PROBLEM TO WORK ON →
Collect every line from the records below that contains the word "flat", and copy each of those lines in full.

EXCERPTED DATA →
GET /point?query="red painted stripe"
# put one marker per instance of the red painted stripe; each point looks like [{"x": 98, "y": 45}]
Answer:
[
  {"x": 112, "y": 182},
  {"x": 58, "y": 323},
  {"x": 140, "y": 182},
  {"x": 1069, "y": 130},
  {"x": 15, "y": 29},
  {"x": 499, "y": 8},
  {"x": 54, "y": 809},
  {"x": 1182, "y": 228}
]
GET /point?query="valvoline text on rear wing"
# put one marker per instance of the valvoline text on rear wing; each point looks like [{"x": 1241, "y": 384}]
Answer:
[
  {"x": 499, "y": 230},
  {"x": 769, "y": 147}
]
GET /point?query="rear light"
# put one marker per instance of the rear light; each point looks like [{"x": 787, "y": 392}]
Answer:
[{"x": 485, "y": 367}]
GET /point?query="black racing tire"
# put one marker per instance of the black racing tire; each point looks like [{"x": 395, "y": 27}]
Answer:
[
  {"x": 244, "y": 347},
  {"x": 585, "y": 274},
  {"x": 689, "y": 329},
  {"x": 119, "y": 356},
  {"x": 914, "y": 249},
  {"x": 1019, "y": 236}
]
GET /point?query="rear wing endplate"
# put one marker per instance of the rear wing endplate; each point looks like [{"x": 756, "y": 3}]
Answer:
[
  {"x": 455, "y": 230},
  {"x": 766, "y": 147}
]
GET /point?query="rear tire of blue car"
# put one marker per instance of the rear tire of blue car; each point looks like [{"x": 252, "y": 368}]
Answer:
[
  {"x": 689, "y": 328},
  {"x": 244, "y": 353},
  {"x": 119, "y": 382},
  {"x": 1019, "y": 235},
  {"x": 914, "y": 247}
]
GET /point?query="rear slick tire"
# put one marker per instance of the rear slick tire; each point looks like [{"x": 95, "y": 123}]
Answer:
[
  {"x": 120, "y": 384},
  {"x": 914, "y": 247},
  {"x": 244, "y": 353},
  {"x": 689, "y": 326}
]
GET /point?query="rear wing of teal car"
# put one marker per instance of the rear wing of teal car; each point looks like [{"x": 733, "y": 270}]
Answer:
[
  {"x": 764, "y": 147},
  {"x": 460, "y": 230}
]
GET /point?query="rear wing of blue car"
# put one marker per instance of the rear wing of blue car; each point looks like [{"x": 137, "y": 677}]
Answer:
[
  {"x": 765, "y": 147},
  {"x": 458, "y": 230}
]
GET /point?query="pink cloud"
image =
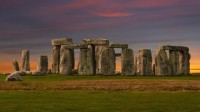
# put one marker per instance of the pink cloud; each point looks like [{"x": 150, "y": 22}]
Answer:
[{"x": 111, "y": 14}]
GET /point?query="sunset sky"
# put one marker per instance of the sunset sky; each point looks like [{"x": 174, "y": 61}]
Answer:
[{"x": 31, "y": 24}]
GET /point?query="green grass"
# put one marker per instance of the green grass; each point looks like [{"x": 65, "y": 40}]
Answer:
[
  {"x": 58, "y": 77},
  {"x": 32, "y": 95},
  {"x": 98, "y": 101}
]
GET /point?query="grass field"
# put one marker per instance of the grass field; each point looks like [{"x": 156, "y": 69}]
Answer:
[{"x": 57, "y": 93}]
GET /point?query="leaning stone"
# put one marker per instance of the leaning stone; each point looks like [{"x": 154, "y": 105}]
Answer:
[
  {"x": 162, "y": 65},
  {"x": 43, "y": 64},
  {"x": 55, "y": 59},
  {"x": 107, "y": 62},
  {"x": 14, "y": 77},
  {"x": 65, "y": 61},
  {"x": 118, "y": 45},
  {"x": 86, "y": 64},
  {"x": 127, "y": 62},
  {"x": 62, "y": 41},
  {"x": 144, "y": 62},
  {"x": 15, "y": 65},
  {"x": 25, "y": 60}
]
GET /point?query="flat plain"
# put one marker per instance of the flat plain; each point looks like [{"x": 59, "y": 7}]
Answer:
[{"x": 57, "y": 93}]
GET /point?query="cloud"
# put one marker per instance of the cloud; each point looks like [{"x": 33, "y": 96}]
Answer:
[{"x": 112, "y": 14}]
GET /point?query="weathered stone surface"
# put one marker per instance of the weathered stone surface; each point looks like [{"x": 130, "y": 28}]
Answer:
[
  {"x": 14, "y": 77},
  {"x": 76, "y": 46},
  {"x": 175, "y": 48},
  {"x": 144, "y": 62},
  {"x": 162, "y": 65},
  {"x": 43, "y": 64},
  {"x": 65, "y": 61},
  {"x": 127, "y": 63},
  {"x": 98, "y": 53},
  {"x": 184, "y": 63},
  {"x": 62, "y": 41},
  {"x": 174, "y": 62},
  {"x": 37, "y": 73},
  {"x": 118, "y": 45},
  {"x": 15, "y": 65},
  {"x": 98, "y": 41},
  {"x": 25, "y": 60},
  {"x": 55, "y": 59},
  {"x": 107, "y": 62},
  {"x": 86, "y": 64},
  {"x": 118, "y": 54}
]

CORRECT RESULT →
GET /point?query="flat plain"
# put one marker per instance of the flat plain; each point looks like [{"x": 59, "y": 7}]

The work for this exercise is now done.